● ENTRIES:
========================================

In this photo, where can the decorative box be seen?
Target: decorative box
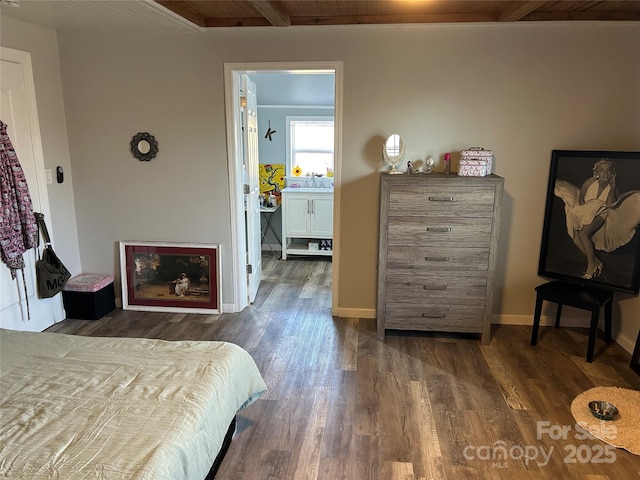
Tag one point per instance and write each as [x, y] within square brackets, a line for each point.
[89, 296]
[473, 168]
[478, 153]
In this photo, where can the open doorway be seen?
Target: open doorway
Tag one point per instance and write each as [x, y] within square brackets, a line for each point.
[234, 74]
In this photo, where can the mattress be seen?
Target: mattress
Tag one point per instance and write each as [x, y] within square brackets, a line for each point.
[117, 408]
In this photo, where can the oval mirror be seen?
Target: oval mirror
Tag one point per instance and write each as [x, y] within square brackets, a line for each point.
[144, 146]
[393, 152]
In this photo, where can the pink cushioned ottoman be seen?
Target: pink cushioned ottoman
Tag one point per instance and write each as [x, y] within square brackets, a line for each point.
[89, 296]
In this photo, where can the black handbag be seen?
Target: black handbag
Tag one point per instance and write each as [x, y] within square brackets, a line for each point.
[51, 274]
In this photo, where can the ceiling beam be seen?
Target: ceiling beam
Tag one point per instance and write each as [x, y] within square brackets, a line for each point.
[179, 8]
[272, 12]
[517, 11]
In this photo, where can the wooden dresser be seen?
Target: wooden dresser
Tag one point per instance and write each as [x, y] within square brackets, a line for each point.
[437, 252]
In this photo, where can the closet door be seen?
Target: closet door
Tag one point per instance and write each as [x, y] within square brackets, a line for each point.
[18, 110]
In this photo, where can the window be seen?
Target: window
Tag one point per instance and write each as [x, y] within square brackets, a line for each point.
[309, 144]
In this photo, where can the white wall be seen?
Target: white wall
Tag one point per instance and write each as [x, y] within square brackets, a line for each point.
[519, 89]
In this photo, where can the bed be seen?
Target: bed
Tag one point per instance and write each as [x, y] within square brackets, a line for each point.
[118, 408]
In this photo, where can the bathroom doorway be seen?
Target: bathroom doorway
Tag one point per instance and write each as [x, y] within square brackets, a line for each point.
[233, 80]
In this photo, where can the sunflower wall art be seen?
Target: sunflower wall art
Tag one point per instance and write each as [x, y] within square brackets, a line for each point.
[272, 178]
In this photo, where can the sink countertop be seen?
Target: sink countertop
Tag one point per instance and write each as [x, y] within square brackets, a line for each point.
[307, 190]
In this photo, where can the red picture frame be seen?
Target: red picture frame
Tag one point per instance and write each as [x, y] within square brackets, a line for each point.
[170, 277]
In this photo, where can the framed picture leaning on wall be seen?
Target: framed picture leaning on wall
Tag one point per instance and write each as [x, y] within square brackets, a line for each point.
[170, 277]
[590, 232]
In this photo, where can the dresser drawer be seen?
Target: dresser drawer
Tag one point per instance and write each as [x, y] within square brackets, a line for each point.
[439, 231]
[429, 200]
[425, 259]
[437, 317]
[419, 289]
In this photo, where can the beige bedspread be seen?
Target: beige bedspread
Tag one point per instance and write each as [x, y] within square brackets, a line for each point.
[77, 407]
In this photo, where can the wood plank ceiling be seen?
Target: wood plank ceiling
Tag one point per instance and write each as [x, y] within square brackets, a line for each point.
[253, 13]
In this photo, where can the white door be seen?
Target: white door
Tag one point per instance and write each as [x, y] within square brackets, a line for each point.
[18, 111]
[252, 188]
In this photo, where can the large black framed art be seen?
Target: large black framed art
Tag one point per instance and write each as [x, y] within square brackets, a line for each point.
[590, 233]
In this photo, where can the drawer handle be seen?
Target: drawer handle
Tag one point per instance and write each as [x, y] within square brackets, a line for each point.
[436, 259]
[434, 287]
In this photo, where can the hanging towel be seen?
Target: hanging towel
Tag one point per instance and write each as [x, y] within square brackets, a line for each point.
[18, 226]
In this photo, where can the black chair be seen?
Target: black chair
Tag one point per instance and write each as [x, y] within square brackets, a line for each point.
[578, 296]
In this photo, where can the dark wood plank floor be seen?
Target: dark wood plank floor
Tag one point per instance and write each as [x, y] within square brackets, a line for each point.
[344, 405]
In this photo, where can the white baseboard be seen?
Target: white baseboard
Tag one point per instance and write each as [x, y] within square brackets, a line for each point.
[267, 247]
[354, 312]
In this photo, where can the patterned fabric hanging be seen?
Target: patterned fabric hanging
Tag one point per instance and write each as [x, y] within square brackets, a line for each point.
[18, 226]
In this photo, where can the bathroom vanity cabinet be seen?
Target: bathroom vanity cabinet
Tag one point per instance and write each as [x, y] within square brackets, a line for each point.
[307, 220]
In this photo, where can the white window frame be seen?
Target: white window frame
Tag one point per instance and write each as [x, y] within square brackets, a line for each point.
[305, 118]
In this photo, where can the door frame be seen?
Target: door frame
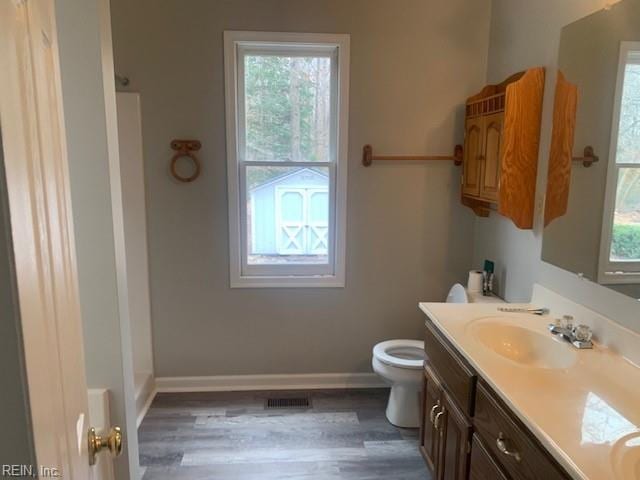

========================================

● GIVEN TASK:
List every line of the data above that contains the string "countertop", matching case exactly.

● SOLUTION TO THIS PROBLEM:
In this photo, where can the sink countertop be seen?
Target: sink countertop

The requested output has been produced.